→ **Written exercise**
Can you write out every line of the material below word for word, omitting any pictures from your answer?

→ **Dataset rows**
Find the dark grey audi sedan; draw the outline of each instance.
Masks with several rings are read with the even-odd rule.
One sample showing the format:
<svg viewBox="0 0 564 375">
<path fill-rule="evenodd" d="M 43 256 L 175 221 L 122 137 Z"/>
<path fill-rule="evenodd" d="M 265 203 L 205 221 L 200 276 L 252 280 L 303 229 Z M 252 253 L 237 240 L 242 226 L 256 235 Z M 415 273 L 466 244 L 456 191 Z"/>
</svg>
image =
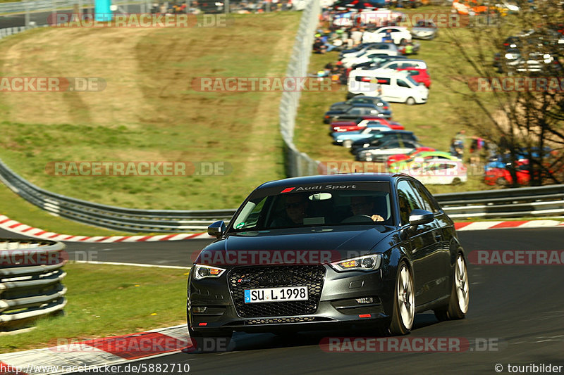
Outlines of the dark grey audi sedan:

→ **Task result**
Find the dark grey audi sedan; draw the outline of each instance.
Masks with several rings are read with the even-odd rule.
One sample showing the format:
<svg viewBox="0 0 564 375">
<path fill-rule="evenodd" d="M 43 256 L 175 221 L 122 137 Z"/>
<path fill-rule="evenodd" d="M 265 203 L 205 221 L 200 276 L 252 280 L 303 229 Z M 252 253 L 237 240 L 242 226 L 256 235 Z M 415 273 L 466 244 L 456 191 Z"/>
</svg>
image =
Outlines of the dark grey audi sedan:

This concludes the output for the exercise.